WHAT IS REQUIRED: Could you arrange the lines below as a JSON list of strings, one string for each line and no blank lines?

________________________________________

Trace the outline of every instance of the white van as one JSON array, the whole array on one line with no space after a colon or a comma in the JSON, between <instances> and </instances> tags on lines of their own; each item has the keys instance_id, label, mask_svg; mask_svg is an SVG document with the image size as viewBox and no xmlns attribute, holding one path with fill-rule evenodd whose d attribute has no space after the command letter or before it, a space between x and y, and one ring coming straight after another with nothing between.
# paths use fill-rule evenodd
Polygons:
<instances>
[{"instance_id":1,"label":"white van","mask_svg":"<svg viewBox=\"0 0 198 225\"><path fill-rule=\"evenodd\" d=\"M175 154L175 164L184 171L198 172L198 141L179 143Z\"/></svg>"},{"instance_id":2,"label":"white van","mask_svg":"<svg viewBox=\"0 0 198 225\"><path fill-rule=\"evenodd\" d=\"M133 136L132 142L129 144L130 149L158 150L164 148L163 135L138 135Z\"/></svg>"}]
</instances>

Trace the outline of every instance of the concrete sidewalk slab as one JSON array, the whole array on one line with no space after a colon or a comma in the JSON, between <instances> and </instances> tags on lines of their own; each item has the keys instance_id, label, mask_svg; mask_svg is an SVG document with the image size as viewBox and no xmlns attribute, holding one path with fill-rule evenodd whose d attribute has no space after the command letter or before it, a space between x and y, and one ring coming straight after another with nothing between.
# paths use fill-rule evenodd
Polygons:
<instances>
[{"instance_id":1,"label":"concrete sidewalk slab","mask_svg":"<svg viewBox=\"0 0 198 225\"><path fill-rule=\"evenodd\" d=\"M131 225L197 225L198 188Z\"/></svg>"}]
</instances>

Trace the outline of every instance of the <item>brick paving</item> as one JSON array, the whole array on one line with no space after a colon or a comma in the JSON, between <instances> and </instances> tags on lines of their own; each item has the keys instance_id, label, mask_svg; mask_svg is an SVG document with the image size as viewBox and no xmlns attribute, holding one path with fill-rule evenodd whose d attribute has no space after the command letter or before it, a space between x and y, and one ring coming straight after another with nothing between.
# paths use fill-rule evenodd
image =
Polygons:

________________________________________

RESULT FOR THIS TASK:
[
  "Trace the outline of every instance of the white van as one JSON array, the whole array on one line with no space after a colon or a comma in the JSON, between <instances> and </instances> tags on lines of their own; each item has the keys instance_id, label, mask_svg; mask_svg is an SVG document with the image size as viewBox and no xmlns attribute, holding one path with fill-rule evenodd whose d attribute has no space after the command letter or before it, a space between x and y, and one ring coming straight after another with nothing between.",
  "# paths use fill-rule evenodd",
  "Polygons:",
  "<instances>",
  "[{\"instance_id\":1,\"label\":\"white van\",\"mask_svg\":\"<svg viewBox=\\\"0 0 198 225\\\"><path fill-rule=\\\"evenodd\\\" d=\\\"M175 154L175 164L184 171L198 172L198 141L179 143Z\\\"/></svg>\"},{\"instance_id\":2,\"label\":\"white van\",\"mask_svg\":\"<svg viewBox=\\\"0 0 198 225\\\"><path fill-rule=\\\"evenodd\\\" d=\\\"M133 136L132 142L129 144L130 149L158 150L164 148L163 135L138 135Z\\\"/></svg>\"}]",
  "</instances>",
  "Trace the outline of every instance of the concrete sidewalk slab as one JSON array, the whole array on one line with no space after a colon or a comma in the JSON, between <instances> and </instances> tags on lines of their own; each item has the keys instance_id, label, mask_svg; mask_svg is an SVG document with the image size as viewBox and no xmlns attribute, holding one path with fill-rule evenodd whose d attribute has no space after the command letter or before it, a space between x and y, and one ring coming straight after another with nothing between.",
  "# paths use fill-rule evenodd",
  "Polygons:",
  "<instances>",
  "[{\"instance_id\":1,\"label\":\"concrete sidewalk slab\",\"mask_svg\":\"<svg viewBox=\\\"0 0 198 225\\\"><path fill-rule=\\\"evenodd\\\" d=\\\"M131 225L197 225L198 188Z\\\"/></svg>\"}]",
  "</instances>",
  "Trace the outline of every instance of the <item>brick paving</item> as one JSON array, the whole array on one line with no space after a colon or a comma in the JSON, between <instances> and </instances> tags on lines of their own; each item has the keys instance_id, label, mask_svg; mask_svg is an SVG document with the image size as viewBox and no xmlns attribute, holding one path with fill-rule evenodd whose d attribute has no space after the command letter or before it, a space between x and y, and one ring coming straight after another with nothing between.",
  "# paths use fill-rule evenodd",
  "image =",
  "Polygons:"
]